* ASSIGNMENT
Retype the passage of the article on Greek support measures for food and beverage businesses between "The measures apply" and "Adonis Georgiadis, respectively.", inclusive, without any changes.

Tax breaks and business rent exemption are among support measures announced by Greek Prime Minister Kyriakos Mitsotakis on Friday to support food and beverage (F&B) service providers who have remained closed for months due to Covid-19 restrictions.
Mitsotakis announced four measures during a meeting with sector representatives, adding that “reductions in taxes and contributions made so far are permanent tax reductions”.
More specifically, according to the PM, F&B services providers will not be required to pay rents for March and they will not be required to pay employee salaries, which are currently covered under a government furlough support program. Also, reduced VAT will be charged on coffee and non-alcoholic beverages through to September 30 – this measure will soon be extended to transport, theater, cinema and to package tourism – and the government will cover businesses’ fixed costs.
The measures apply to enterprises in the F&B sector impacted by the coronavirus pandemic.
“The government supports healthy entrepreneurship. The F&B industry is obviously a vital sector both in terms of employment and competitiveness and of promoting the country abroad because it is directly related to our tourism product,” he said, adding that so far the government has allocated almost 2 billion euros in support to the sector.
According to Mitsotakis, the F&B sector recorded a total turnover of 6.4 billion euros in 2019, which fell by 35 percent to 4.2 billion euros in 2020, “undoubtedly a very significant reduction” he said during the meeting which was also attended by finance and development ministers Christos Staikouras and Adonis Georgiadis, respectively.

* GIVEN RECORDS
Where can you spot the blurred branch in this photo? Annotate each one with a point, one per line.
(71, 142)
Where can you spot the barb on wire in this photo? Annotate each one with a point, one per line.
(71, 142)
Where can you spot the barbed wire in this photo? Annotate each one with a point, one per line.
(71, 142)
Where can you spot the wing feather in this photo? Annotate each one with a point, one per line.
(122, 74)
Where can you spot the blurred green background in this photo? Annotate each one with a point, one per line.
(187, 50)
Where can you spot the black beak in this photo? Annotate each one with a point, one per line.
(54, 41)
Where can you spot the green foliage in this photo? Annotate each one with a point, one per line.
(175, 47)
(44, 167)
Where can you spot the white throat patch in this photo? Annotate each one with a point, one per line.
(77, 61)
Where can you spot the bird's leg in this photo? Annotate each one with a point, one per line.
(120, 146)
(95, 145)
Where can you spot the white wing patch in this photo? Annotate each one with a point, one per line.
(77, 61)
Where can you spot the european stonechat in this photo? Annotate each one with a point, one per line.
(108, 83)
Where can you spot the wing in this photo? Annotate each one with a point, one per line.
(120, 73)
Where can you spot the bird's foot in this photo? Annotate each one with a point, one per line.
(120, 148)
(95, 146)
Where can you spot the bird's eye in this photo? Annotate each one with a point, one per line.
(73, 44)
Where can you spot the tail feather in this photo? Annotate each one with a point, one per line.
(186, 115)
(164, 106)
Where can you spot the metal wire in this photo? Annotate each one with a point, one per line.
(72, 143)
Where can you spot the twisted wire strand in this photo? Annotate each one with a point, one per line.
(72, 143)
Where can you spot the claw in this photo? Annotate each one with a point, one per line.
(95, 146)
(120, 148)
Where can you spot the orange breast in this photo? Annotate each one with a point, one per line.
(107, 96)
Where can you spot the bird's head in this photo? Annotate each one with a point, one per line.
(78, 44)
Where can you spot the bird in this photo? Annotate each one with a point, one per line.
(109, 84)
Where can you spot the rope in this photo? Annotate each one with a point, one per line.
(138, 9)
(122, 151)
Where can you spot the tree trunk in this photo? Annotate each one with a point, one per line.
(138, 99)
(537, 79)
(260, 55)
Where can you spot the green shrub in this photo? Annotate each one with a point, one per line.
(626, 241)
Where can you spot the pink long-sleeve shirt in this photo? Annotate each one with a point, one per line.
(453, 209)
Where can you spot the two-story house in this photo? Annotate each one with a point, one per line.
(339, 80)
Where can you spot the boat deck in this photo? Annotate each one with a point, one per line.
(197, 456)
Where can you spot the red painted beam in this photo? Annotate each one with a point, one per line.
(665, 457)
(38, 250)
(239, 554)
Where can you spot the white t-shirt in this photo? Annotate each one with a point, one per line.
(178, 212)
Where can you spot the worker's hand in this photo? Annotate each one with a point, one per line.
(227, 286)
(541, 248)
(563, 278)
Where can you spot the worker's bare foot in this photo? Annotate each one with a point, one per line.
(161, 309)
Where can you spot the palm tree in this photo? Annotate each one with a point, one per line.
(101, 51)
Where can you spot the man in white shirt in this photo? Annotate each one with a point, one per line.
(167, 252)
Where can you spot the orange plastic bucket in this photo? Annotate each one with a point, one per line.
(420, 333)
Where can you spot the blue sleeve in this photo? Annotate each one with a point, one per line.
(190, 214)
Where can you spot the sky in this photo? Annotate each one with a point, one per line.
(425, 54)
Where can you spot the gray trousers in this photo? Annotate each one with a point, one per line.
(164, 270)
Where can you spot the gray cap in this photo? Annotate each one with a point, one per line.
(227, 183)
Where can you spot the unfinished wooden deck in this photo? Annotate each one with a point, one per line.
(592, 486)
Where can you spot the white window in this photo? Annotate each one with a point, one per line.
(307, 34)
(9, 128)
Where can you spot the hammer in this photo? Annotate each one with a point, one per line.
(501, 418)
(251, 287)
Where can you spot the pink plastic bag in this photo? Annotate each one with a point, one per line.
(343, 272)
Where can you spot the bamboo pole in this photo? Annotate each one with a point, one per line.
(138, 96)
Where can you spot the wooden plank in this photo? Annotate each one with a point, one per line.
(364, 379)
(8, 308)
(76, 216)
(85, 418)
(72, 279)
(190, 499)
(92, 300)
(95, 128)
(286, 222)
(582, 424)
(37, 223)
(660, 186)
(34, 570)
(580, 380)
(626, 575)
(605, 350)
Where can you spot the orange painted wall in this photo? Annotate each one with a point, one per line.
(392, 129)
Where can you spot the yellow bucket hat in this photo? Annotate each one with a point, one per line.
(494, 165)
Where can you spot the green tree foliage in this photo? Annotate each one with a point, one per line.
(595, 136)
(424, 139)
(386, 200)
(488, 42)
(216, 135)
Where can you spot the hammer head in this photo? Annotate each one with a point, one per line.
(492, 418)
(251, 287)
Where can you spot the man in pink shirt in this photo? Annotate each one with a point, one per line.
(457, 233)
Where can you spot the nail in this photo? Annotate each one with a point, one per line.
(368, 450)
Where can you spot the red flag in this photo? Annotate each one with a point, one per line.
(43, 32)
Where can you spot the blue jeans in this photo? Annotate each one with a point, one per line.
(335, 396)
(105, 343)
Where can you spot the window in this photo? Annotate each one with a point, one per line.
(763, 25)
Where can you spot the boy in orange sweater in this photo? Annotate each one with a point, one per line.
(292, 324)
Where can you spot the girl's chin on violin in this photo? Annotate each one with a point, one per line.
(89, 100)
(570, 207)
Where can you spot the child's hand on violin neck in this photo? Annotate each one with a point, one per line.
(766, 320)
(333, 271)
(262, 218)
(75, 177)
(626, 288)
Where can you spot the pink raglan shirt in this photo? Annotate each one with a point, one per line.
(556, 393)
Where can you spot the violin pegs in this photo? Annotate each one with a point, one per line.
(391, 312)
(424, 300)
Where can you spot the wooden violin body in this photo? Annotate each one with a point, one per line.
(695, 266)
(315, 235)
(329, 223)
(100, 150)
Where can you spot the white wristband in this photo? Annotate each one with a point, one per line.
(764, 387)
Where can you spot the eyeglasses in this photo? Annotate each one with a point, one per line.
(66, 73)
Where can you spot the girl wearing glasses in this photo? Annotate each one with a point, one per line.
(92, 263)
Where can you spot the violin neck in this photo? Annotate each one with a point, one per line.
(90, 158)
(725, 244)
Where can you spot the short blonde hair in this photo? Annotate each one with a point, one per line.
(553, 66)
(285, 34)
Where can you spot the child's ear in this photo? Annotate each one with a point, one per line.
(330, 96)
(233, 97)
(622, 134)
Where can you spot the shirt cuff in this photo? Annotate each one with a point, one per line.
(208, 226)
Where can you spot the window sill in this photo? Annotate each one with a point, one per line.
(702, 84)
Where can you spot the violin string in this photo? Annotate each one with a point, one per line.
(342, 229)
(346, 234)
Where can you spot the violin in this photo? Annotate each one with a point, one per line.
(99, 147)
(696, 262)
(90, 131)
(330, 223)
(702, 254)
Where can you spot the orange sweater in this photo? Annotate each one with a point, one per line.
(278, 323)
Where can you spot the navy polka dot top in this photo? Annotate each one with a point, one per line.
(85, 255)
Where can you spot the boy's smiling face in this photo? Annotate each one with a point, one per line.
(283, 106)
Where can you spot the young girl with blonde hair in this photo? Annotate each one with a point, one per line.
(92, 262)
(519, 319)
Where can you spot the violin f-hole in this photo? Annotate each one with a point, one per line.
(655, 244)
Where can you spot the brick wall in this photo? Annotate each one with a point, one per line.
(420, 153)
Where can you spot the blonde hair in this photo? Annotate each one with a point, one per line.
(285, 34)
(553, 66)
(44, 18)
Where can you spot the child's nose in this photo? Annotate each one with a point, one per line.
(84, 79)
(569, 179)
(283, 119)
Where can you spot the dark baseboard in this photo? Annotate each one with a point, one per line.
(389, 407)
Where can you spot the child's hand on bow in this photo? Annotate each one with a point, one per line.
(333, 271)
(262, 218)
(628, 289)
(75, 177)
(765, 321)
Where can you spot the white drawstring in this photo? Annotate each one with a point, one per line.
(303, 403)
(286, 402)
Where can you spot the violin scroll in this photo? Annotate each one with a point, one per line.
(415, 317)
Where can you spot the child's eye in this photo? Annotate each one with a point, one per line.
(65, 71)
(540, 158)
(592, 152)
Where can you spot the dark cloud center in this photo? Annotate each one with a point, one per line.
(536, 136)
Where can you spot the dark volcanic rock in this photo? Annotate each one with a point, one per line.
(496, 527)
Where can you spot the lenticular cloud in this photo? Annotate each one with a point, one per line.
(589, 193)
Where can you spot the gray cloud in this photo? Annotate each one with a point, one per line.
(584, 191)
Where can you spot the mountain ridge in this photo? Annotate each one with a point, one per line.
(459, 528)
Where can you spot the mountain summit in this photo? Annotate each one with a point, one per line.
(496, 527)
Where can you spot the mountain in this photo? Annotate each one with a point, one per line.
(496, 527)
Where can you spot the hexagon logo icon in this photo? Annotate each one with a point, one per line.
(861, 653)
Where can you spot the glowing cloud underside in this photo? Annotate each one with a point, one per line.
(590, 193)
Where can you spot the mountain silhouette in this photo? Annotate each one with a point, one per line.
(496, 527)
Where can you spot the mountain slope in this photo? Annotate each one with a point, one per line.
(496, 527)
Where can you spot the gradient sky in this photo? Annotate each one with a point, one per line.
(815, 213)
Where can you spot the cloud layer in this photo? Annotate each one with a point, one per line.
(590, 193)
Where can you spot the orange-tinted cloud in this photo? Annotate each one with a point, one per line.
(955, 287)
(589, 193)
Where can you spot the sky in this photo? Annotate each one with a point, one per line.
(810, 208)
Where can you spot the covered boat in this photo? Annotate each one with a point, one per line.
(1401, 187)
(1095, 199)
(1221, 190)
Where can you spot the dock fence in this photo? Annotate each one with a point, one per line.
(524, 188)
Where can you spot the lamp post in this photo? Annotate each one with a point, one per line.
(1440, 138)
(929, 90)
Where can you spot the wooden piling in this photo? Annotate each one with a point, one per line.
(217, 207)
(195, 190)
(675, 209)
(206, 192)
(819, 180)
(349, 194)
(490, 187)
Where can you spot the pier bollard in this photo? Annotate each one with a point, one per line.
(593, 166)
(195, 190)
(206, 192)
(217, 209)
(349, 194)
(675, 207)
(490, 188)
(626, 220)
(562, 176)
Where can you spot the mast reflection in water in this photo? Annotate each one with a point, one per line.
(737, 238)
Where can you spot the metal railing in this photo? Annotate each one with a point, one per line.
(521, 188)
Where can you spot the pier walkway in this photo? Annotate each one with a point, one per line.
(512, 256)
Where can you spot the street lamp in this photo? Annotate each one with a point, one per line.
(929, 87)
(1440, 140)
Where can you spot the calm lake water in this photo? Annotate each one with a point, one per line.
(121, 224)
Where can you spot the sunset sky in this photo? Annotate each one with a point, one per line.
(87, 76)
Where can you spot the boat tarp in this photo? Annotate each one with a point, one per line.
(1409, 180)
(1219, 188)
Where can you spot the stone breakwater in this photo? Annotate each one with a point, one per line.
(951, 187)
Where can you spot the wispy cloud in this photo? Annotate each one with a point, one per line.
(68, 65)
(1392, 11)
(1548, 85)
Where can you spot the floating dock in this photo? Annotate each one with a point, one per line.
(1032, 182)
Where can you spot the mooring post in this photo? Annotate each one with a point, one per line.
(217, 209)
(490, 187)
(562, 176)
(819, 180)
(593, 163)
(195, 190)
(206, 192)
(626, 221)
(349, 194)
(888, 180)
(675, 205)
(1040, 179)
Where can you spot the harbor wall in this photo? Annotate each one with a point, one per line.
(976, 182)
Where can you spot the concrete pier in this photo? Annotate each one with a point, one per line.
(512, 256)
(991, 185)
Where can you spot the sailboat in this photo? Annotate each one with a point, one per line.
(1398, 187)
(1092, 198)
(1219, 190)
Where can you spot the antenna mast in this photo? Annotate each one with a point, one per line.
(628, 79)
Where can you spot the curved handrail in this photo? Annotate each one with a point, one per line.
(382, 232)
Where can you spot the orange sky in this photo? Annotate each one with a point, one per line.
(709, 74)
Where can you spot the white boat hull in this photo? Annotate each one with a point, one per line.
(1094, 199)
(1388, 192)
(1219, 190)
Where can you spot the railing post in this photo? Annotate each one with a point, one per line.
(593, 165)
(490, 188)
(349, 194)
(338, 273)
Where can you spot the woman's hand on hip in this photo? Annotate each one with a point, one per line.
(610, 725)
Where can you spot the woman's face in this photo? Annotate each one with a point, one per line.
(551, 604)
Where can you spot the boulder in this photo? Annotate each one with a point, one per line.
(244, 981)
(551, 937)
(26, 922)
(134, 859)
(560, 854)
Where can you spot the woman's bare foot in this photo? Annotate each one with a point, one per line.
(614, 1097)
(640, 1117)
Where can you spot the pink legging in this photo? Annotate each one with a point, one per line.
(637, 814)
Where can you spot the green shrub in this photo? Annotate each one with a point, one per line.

* THE ANSWER
The measures apply to enterprises in the F&B sector impacted by the coronavirus pandemic.
“The government supports healthy entrepreneurship. The F&B industry is obviously a vital sector both in terms of employment and competitiveness and of promoting the country abroad because it is directly related to our tourism product,” he said, adding that so far the government has allocated almost 2 billion euros in support to the sector.
According to Mitsotakis, the F&B sector recorded a total turnover of 6.4 billion euros in 2019, which fell by 35 percent to 4.2 billion euros in 2020, “undoubtedly a very significant reduction” he said during the meeting which was also attended by finance and development ministers Christos Staikouras and Adonis Georgiadis, respectively.